> [What you have to do]: Swap "calm sea water" for "still sea water" in the lines starting at the one containing "Can you tell me where the reflection" and ending at the one containing "[628,435,866,1131]", and return only those lines with nothing else altered.

> [Records provided]:

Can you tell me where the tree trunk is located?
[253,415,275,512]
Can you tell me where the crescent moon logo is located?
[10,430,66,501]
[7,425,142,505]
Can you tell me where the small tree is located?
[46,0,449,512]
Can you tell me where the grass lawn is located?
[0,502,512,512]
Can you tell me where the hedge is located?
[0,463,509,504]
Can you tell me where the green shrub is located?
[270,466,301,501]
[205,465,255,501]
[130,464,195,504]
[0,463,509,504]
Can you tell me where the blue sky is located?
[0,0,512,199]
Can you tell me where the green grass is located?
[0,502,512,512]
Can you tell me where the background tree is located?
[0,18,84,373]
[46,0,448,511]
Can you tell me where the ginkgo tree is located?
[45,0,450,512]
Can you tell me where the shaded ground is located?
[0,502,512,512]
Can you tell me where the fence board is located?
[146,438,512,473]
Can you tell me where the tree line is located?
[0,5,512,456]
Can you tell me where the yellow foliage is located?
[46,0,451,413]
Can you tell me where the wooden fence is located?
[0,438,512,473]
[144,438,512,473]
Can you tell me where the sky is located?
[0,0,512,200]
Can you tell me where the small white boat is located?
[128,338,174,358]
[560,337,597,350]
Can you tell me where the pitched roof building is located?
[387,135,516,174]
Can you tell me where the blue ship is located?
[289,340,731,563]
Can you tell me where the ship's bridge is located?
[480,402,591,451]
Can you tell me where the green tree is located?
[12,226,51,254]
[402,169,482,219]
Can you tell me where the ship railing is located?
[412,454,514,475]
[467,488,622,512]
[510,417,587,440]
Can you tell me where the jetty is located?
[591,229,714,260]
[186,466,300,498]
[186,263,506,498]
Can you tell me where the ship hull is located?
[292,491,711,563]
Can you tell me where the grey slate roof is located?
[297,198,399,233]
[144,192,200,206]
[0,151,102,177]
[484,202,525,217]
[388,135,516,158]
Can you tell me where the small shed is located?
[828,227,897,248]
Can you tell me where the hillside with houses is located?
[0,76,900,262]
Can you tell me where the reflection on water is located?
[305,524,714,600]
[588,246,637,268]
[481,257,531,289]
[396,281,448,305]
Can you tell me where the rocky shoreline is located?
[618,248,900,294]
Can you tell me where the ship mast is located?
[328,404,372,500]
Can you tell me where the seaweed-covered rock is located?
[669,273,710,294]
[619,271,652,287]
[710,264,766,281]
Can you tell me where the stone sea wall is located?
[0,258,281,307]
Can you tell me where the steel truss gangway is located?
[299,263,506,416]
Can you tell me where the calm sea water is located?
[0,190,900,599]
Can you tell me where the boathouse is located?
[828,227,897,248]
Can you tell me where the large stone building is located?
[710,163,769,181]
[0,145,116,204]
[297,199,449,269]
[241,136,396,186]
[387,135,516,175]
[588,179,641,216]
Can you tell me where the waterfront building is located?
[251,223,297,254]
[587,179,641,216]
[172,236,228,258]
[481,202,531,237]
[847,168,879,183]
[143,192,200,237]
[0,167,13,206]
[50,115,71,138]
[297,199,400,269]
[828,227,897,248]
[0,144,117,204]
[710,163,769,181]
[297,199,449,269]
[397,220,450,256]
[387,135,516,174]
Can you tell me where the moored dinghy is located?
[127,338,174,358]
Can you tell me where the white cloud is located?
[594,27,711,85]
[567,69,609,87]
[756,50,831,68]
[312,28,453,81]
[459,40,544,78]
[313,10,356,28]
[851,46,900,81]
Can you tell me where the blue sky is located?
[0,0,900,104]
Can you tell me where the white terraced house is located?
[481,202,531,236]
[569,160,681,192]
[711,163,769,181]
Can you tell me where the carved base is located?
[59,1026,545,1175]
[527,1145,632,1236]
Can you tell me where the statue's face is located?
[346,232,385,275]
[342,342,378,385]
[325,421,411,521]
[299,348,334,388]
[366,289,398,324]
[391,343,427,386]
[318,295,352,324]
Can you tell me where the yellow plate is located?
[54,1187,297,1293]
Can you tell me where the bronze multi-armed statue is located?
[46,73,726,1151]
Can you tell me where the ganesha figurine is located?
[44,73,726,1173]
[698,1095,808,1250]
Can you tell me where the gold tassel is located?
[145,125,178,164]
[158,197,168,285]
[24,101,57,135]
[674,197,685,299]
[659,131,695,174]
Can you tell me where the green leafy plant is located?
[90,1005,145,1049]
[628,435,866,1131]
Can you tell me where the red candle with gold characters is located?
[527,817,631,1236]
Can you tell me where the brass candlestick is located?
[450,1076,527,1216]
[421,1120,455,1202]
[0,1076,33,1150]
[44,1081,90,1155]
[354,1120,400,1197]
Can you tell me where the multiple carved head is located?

> [Written response]:
Can you tell me where the reflection on water is located?
[305,524,714,600]
[588,246,637,268]
[481,257,531,289]
[396,281,448,305]
Can you tell me where the rocky shoreline is located?
[618,248,900,294]
Can you tell me where the ship mast is located?
[328,404,372,500]
Can you tell me where the seaweed-covered rock is located?
[669,273,710,294]
[619,271,652,287]
[710,264,766,281]
Can you tell me where the stone sea wall is located?
[0,258,281,307]
Can you tell me where the steel truss gangway is located?
[299,263,506,416]
Can you tell me where the still sea water is located?
[0,190,900,599]
Can you tell me where the boathouse is located?
[828,227,897,248]
Can you tell me where the large stone building is located?
[710,163,769,181]
[0,145,116,204]
[297,199,449,269]
[241,136,396,186]
[387,135,516,175]
[588,179,641,216]
Can you tell me where the waterfront building is located?
[251,223,297,254]
[587,179,641,216]
[172,236,228,258]
[481,202,531,237]
[847,168,879,183]
[143,192,200,237]
[0,167,13,206]
[50,115,71,138]
[297,199,400,269]
[828,227,897,248]
[0,144,117,204]
[710,163,769,181]
[297,199,449,269]
[397,220,450,256]
[387,135,516,174]
Can you tell me where the moored dinghy is located?
[127,338,174,358]
Can you tell me where the white cloud is located?
[594,27,711,85]
[567,69,609,87]
[756,50,831,68]
[312,28,453,81]
[459,40,544,78]
[313,10,356,28]
[851,46,900,81]
Can you tell me where the blue sky is located?
[0,0,900,104]
Can you tell me where the white terraced house is located?
[481,202,531,236]
[569,160,681,192]
[711,163,769,181]
Can you tell me where the carved base is located?
[59,1026,545,1175]
[527,1145,632,1236]
Can you tell me where the statue's face is located?
[346,232,385,275]
[342,342,378,385]
[325,421,411,521]
[299,348,334,388]
[366,289,398,324]
[391,343,427,386]
[318,295,352,324]
Can you tell me where the yellow plate is located?
[54,1187,297,1293]
Can you tell me where the bronze multi-armed statue is located?
[46,73,726,1151]
Can you tell me where the ganesha figurine is located?
[44,73,726,1173]
[698,1095,808,1250]
Can you tell me where the gold tassel is located?
[145,125,178,164]
[158,197,168,285]
[24,101,57,135]
[674,197,685,299]
[659,131,695,174]
Can you tell me where the green leafy plant is located?
[90,1005,145,1049]
[628,435,866,1131]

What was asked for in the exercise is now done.